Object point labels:
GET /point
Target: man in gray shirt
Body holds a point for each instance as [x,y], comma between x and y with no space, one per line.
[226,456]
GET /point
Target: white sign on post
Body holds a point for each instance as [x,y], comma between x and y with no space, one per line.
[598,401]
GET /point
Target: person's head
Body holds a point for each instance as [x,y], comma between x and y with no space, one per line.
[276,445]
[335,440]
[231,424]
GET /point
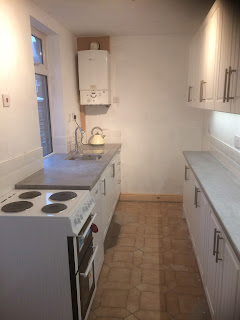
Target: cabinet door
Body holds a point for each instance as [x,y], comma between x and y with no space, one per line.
[210,31]
[199,234]
[235,80]
[223,57]
[107,197]
[229,304]
[213,275]
[188,195]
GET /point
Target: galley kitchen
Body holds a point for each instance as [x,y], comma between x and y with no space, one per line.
[119,160]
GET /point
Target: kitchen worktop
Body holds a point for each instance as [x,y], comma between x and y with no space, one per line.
[222,189]
[59,173]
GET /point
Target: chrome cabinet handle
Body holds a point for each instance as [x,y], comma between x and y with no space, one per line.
[196,196]
[189,93]
[185,175]
[225,85]
[230,72]
[85,274]
[104,186]
[113,174]
[217,251]
[83,236]
[201,90]
[214,240]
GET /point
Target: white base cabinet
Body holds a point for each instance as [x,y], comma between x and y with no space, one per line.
[218,264]
[106,193]
[110,181]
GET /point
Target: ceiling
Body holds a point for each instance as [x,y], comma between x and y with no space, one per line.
[128,17]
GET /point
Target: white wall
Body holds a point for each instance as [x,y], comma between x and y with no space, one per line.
[223,126]
[149,76]
[19,124]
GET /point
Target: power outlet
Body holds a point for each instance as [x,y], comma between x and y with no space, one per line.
[237,142]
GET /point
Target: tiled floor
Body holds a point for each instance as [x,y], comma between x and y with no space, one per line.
[150,271]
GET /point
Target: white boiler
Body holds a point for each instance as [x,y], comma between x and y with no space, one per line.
[94,77]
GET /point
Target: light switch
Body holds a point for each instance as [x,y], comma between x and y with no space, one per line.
[6,100]
[237,142]
[116,100]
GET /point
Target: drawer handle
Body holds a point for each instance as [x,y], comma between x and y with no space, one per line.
[85,274]
[83,236]
[113,174]
[225,85]
[104,186]
[214,240]
[230,72]
[189,94]
[185,175]
[217,251]
[196,197]
[201,90]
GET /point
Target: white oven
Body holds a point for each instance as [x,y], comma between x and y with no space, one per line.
[47,254]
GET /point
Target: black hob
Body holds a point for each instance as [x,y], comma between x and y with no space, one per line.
[54,208]
[29,195]
[63,196]
[17,206]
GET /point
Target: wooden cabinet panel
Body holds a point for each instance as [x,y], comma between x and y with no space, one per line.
[229,305]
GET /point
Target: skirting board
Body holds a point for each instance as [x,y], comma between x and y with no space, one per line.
[151,197]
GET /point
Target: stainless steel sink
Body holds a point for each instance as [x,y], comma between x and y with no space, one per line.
[88,154]
[84,157]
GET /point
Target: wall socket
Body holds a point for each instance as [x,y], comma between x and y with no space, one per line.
[237,142]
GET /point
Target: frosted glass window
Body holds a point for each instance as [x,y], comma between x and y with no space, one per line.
[37,50]
[44,114]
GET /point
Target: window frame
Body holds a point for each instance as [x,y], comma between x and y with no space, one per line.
[42,69]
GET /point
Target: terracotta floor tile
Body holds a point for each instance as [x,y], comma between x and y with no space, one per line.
[131,317]
[152,315]
[152,258]
[114,298]
[150,270]
[172,304]
[151,301]
[133,302]
[126,242]
[192,304]
[152,277]
[119,275]
[123,256]
[121,313]
[153,243]
[185,260]
[188,279]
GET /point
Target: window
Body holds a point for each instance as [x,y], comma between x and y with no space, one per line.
[41,77]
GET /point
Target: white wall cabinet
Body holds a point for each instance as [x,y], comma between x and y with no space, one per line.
[218,265]
[218,80]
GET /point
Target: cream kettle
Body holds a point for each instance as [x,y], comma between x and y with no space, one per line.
[97,139]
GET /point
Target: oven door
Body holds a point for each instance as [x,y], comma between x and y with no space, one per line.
[86,279]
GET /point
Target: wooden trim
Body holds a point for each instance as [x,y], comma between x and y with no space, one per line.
[82,117]
[84,43]
[151,197]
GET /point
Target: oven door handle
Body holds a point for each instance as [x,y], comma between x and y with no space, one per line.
[83,236]
[85,274]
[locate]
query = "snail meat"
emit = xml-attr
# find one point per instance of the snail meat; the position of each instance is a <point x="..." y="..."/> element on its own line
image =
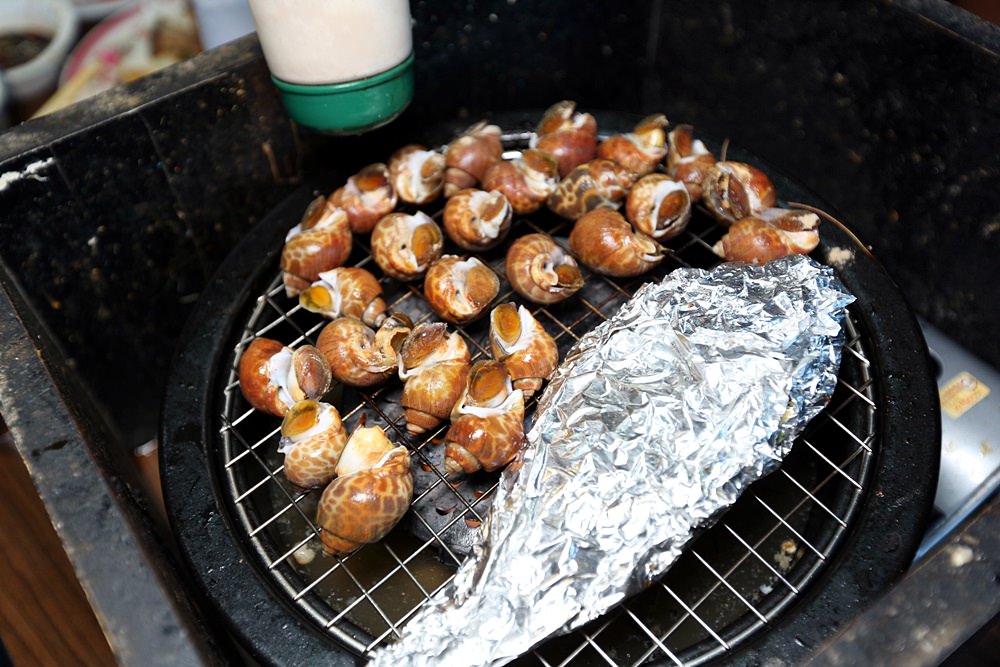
<point x="321" y="241"/>
<point x="273" y="377"/>
<point x="312" y="439"/>
<point x="477" y="220"/>
<point x="367" y="196"/>
<point x="606" y="243"/>
<point x="460" y="290"/>
<point x="371" y="493"/>
<point x="434" y="366"/>
<point x="567" y="135"/>
<point x="523" y="346"/>
<point x="487" y="429"/>
<point x="541" y="271"/>
<point x="346" y="291"/>
<point x="404" y="245"/>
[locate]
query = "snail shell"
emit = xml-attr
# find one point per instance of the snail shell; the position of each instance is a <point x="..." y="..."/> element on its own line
<point x="274" y="377"/>
<point x="404" y="245"/>
<point x="596" y="184"/>
<point x="605" y="242"/>
<point x="568" y="136"/>
<point x="460" y="290"/>
<point x="659" y="206"/>
<point x="469" y="155"/>
<point x="372" y="491"/>
<point x="640" y="150"/>
<point x="417" y="174"/>
<point x="541" y="271"/>
<point x="312" y="439"/>
<point x="688" y="159"/>
<point x="527" y="181"/>
<point x="320" y="242"/>
<point x="487" y="429"/>
<point x="346" y="291"/>
<point x="477" y="220"/>
<point x="523" y="346"/>
<point x="367" y="196"/>
<point x="756" y="240"/>
<point x="358" y="356"/>
<point x="434" y="365"/>
<point x="734" y="190"/>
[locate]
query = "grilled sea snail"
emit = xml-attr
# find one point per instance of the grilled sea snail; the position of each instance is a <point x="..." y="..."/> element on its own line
<point x="487" y="429"/>
<point x="274" y="377"/>
<point x="460" y="290"/>
<point x="371" y="493"/>
<point x="734" y="190"/>
<point x="434" y="365"/>
<point x="659" y="206"/>
<point x="367" y="196"/>
<point x="776" y="233"/>
<point x="320" y="242"/>
<point x="541" y="271"/>
<point x="469" y="155"/>
<point x="417" y="174"/>
<point x="346" y="291"/>
<point x="688" y="159"/>
<point x="523" y="346"/>
<point x="404" y="245"/>
<point x="568" y="136"/>
<point x="596" y="184"/>
<point x="477" y="220"/>
<point x="640" y="150"/>
<point x="527" y="181"/>
<point x="606" y="243"/>
<point x="358" y="356"/>
<point x="312" y="439"/>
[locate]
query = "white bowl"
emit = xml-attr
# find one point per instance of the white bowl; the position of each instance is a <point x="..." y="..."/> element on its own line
<point x="37" y="77"/>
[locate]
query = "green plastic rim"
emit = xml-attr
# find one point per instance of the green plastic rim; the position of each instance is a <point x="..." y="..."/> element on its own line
<point x="351" y="107"/>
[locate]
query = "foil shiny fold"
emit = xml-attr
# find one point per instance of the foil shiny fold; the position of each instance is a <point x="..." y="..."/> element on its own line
<point x="654" y="423"/>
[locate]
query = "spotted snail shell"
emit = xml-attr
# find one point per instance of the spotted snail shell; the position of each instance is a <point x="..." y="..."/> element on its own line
<point x="541" y="271"/>
<point x="346" y="291"/>
<point x="596" y="184"/>
<point x="404" y="244"/>
<point x="567" y="135"/>
<point x="469" y="155"/>
<point x="367" y="196"/>
<point x="487" y="429"/>
<point x="659" y="206"/>
<point x="523" y="346"/>
<point x="358" y="356"/>
<point x="321" y="241"/>
<point x="434" y="365"/>
<point x="640" y="150"/>
<point x="459" y="290"/>
<point x="606" y="243"/>
<point x="371" y="493"/>
<point x="777" y="233"/>
<point x="417" y="174"/>
<point x="274" y="377"/>
<point x="312" y="439"/>
<point x="526" y="181"/>
<point x="477" y="220"/>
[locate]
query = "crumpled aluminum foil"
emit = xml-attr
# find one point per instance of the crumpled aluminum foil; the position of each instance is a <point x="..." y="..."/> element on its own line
<point x="654" y="423"/>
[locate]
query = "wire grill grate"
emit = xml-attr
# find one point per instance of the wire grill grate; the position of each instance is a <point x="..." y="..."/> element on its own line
<point x="728" y="584"/>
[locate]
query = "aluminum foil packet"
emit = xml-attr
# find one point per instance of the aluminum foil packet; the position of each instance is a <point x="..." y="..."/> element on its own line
<point x="653" y="424"/>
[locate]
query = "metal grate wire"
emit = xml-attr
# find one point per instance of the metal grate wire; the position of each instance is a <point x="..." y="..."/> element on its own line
<point x="727" y="586"/>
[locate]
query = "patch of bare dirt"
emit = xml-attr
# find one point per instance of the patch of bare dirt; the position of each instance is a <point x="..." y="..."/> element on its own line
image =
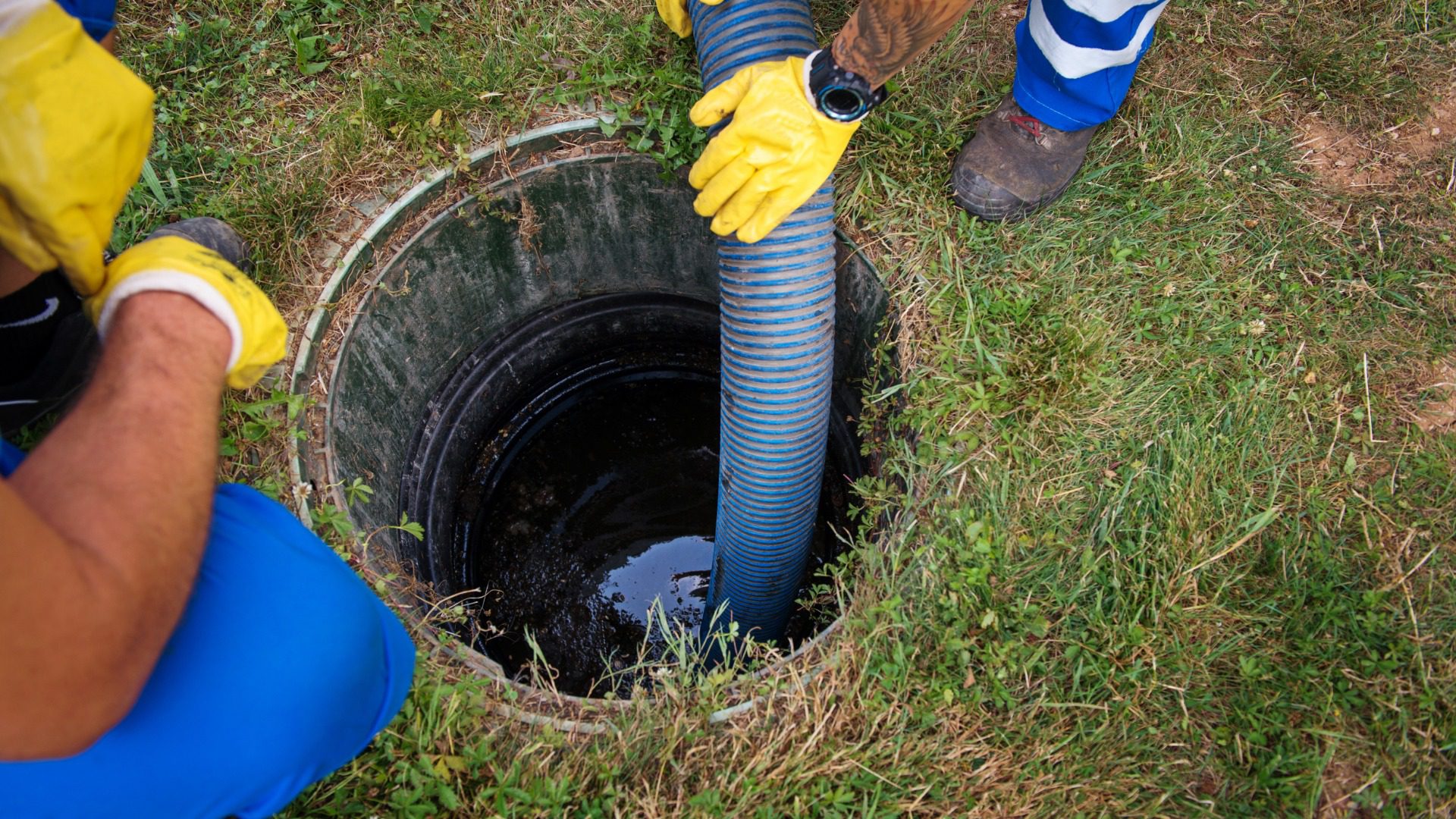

▸ WORK REQUIRED
Filter the lines above, keeping every one that contains the string "query". Match case exactly.

▸ RESPONSE TO THE TASK
query = "snail meat"
query = "snail shell"
query = "grilled sea snail"
query = "white bowl"
query = "green plastic rim"
query = "foil shiny fold"
query = "spotted snail shell"
query = "crumpled aluminum foil"
query = "wire grill grate"
query = "aluminum foil packet"
query = "metal grate wire"
query = "patch of bare dirt"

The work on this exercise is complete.